Required work:
Below are lines of data; restate word for word those running from the line containing "[locate] the evergreen" to the line containing "[locate] the curtain", inclusive, and no others.

Given data:
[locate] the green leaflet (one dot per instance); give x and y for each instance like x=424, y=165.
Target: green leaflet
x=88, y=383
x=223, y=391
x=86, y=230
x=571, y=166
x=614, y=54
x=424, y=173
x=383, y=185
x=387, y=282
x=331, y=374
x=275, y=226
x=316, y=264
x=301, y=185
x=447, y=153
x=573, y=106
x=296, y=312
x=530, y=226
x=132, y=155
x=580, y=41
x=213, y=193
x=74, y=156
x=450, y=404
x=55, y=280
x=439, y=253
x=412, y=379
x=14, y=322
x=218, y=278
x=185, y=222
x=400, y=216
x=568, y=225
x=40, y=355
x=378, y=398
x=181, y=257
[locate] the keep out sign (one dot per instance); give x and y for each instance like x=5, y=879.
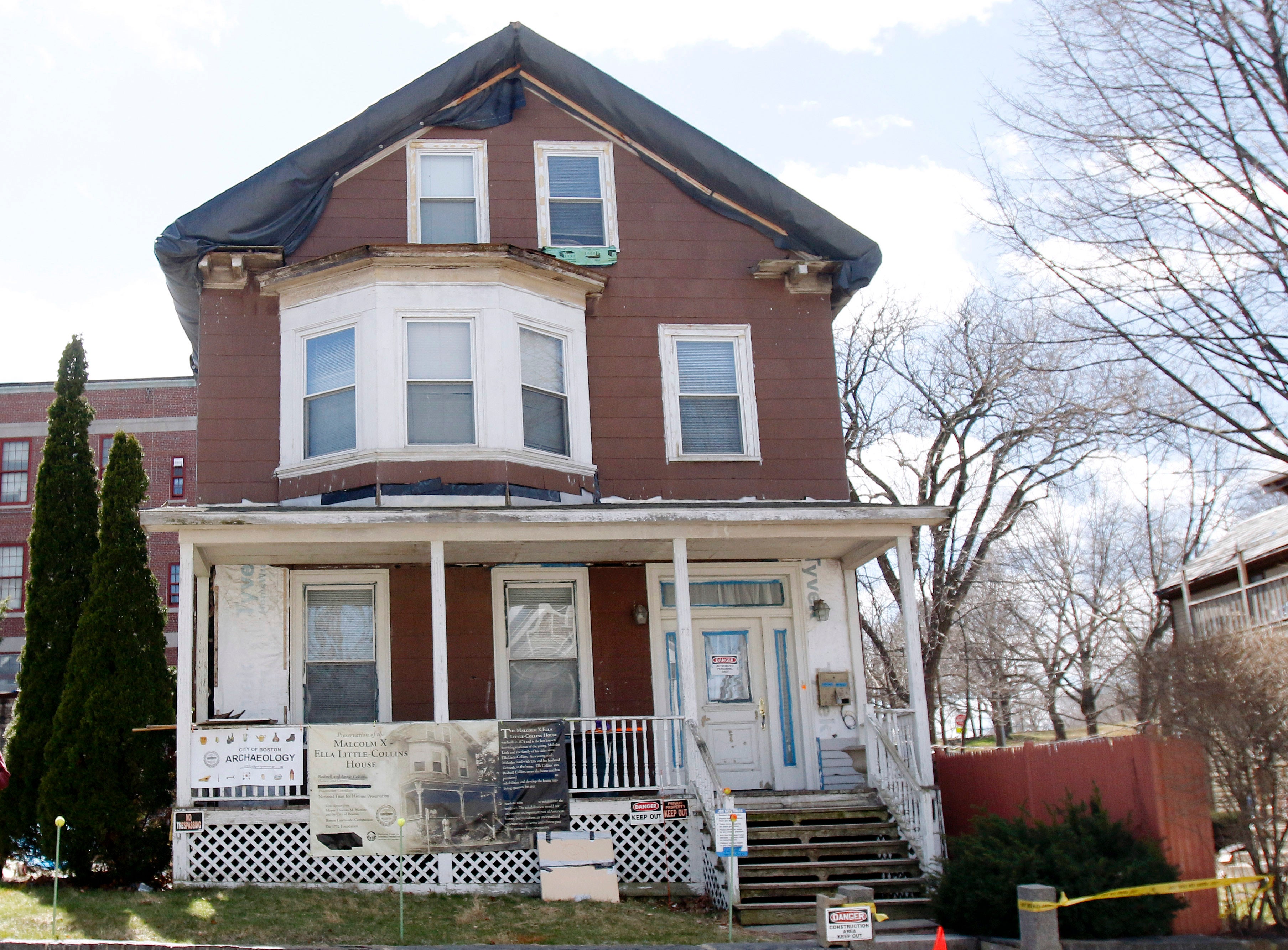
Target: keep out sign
x=849, y=923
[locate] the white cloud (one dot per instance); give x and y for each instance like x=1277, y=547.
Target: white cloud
x=871, y=128
x=173, y=35
x=131, y=329
x=665, y=25
x=920, y=217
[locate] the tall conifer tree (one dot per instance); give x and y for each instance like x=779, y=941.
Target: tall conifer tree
x=111, y=784
x=62, y=545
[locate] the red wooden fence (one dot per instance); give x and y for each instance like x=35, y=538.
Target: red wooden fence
x=1158, y=786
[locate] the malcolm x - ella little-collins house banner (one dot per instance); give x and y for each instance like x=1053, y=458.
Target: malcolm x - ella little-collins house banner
x=464, y=786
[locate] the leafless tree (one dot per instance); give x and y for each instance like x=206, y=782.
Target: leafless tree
x=972, y=412
x=1231, y=693
x=1152, y=192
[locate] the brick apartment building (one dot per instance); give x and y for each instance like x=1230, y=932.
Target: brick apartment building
x=161, y=414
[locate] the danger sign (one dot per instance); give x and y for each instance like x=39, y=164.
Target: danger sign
x=849, y=922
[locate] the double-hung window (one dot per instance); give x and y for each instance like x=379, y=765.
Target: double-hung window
x=341, y=654
x=15, y=468
x=440, y=383
x=11, y=575
x=576, y=203
x=330, y=403
x=447, y=192
x=545, y=395
x=709, y=393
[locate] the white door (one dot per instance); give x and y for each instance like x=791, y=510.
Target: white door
x=733, y=703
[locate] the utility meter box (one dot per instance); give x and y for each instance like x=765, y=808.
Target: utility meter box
x=834, y=688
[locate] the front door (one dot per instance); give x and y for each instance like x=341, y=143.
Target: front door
x=733, y=703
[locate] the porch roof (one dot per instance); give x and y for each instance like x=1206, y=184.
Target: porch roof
x=567, y=533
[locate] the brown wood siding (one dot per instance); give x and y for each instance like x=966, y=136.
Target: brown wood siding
x=624, y=672
x=471, y=688
x=239, y=397
x=681, y=263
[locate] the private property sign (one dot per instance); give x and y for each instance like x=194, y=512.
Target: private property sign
x=849, y=922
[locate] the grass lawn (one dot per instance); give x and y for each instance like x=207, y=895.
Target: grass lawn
x=302, y=916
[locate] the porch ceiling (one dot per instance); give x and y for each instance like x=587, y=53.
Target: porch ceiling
x=599, y=533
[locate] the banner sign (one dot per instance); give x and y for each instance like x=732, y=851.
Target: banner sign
x=659, y=810
x=466, y=786
x=849, y=922
x=248, y=762
x=731, y=832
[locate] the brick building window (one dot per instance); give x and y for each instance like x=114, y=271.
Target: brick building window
x=105, y=450
x=12, y=562
x=15, y=468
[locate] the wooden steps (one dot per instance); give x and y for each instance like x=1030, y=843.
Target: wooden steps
x=801, y=845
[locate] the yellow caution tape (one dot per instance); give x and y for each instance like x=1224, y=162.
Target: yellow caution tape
x=1144, y=890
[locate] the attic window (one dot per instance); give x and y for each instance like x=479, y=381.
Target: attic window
x=447, y=192
x=576, y=199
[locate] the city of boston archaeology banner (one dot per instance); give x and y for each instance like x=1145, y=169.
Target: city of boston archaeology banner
x=466, y=786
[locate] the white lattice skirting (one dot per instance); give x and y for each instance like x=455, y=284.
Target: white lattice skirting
x=267, y=849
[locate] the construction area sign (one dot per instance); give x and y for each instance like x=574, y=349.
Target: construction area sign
x=851, y=922
x=731, y=831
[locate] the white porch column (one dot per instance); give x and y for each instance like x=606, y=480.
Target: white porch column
x=912, y=652
x=684, y=629
x=438, y=625
x=183, y=707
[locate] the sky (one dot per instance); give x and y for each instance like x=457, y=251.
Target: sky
x=121, y=115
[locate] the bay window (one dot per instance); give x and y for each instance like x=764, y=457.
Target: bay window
x=330, y=398
x=545, y=397
x=440, y=383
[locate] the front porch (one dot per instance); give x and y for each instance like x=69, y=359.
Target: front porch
x=682, y=643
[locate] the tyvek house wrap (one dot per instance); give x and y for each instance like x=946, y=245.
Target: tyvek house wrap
x=280, y=205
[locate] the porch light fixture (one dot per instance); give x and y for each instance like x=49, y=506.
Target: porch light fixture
x=818, y=609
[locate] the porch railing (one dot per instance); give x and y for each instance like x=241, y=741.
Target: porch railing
x=893, y=772
x=629, y=753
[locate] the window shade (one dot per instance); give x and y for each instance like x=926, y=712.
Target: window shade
x=330, y=362
x=438, y=351
x=728, y=594
x=342, y=625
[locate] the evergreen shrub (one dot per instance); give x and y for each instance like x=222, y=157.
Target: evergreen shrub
x=115, y=786
x=1080, y=851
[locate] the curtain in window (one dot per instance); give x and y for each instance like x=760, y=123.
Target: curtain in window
x=541, y=632
x=710, y=418
x=728, y=678
x=341, y=653
x=330, y=408
x=728, y=594
x=440, y=414
x=447, y=214
x=576, y=204
x=545, y=403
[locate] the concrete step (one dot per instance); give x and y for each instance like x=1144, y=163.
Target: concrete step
x=804, y=912
x=749, y=875
x=827, y=851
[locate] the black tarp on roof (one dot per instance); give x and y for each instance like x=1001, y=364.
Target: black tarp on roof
x=279, y=207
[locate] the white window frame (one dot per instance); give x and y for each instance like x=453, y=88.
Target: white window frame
x=567, y=395
x=477, y=150
x=580, y=577
x=305, y=396
x=607, y=186
x=474, y=381
x=741, y=336
x=378, y=579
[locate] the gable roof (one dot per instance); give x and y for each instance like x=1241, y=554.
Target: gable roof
x=478, y=89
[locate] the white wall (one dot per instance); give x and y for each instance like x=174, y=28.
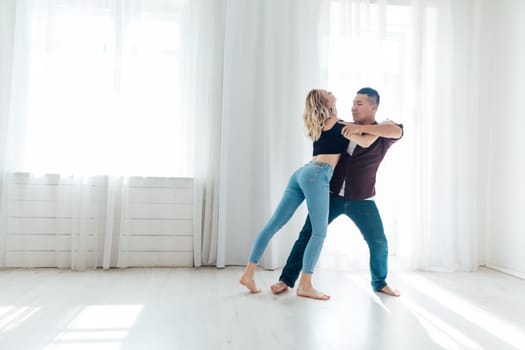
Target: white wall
x=501, y=143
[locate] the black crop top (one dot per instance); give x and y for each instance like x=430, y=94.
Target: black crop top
x=331, y=141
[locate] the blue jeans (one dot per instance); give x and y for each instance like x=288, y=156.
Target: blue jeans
x=365, y=215
x=311, y=182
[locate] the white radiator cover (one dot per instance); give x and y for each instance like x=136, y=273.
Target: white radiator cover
x=159, y=221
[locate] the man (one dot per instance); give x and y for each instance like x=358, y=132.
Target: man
x=352, y=191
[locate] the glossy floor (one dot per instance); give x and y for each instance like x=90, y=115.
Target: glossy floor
x=206, y=308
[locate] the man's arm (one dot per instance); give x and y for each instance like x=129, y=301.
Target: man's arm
x=363, y=140
x=387, y=129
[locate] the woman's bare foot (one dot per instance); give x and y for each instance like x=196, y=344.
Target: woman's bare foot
x=310, y=292
x=279, y=287
x=250, y=284
x=390, y=291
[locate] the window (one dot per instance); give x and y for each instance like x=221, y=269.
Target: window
x=105, y=89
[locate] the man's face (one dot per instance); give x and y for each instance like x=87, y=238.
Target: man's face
x=362, y=110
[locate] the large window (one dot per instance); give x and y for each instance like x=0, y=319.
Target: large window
x=376, y=44
x=105, y=86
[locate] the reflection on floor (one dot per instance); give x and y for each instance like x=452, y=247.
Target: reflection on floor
x=206, y=308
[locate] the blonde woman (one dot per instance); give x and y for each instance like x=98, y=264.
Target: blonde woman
x=310, y=182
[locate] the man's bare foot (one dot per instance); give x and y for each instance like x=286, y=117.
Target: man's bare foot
x=279, y=287
x=310, y=292
x=250, y=284
x=390, y=291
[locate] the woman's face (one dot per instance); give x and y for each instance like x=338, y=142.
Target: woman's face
x=330, y=101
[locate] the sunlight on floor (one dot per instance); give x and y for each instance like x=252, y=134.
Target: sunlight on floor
x=101, y=327
x=442, y=333
x=363, y=283
x=489, y=322
x=11, y=317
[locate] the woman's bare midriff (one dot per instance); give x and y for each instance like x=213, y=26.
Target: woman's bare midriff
x=331, y=159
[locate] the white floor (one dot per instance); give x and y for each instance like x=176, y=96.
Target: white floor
x=206, y=308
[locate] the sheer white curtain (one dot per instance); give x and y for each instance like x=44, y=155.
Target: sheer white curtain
x=94, y=93
x=422, y=57
x=270, y=62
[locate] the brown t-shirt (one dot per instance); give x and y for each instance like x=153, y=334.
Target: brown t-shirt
x=359, y=170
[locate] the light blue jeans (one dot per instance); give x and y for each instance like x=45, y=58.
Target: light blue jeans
x=311, y=182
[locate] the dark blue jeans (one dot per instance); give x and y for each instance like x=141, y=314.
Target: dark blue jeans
x=365, y=215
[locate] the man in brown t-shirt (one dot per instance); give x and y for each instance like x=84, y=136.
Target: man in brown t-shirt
x=352, y=191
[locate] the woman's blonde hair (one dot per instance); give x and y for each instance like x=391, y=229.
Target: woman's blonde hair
x=315, y=114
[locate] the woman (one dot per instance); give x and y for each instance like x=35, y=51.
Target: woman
x=311, y=182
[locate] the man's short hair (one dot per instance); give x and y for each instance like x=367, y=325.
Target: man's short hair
x=373, y=95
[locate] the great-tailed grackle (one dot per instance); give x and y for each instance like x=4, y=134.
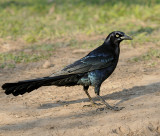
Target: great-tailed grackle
x=90, y=70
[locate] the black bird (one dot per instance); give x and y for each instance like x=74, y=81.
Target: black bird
x=90, y=70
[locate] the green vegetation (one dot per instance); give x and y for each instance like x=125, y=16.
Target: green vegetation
x=36, y=21
x=149, y=55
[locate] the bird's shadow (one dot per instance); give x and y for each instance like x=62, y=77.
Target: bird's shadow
x=124, y=95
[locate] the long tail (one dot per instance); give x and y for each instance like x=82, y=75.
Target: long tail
x=21, y=87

Task solution:
[locate] the evergreen shrub (one dot per instance); give x and y for each instance like x=222, y=157.
Target: evergreen shrub
x=115, y=786
x=1080, y=851
[locate] the curtain in window (one dot per instance); give x and y for each instance like x=760, y=123.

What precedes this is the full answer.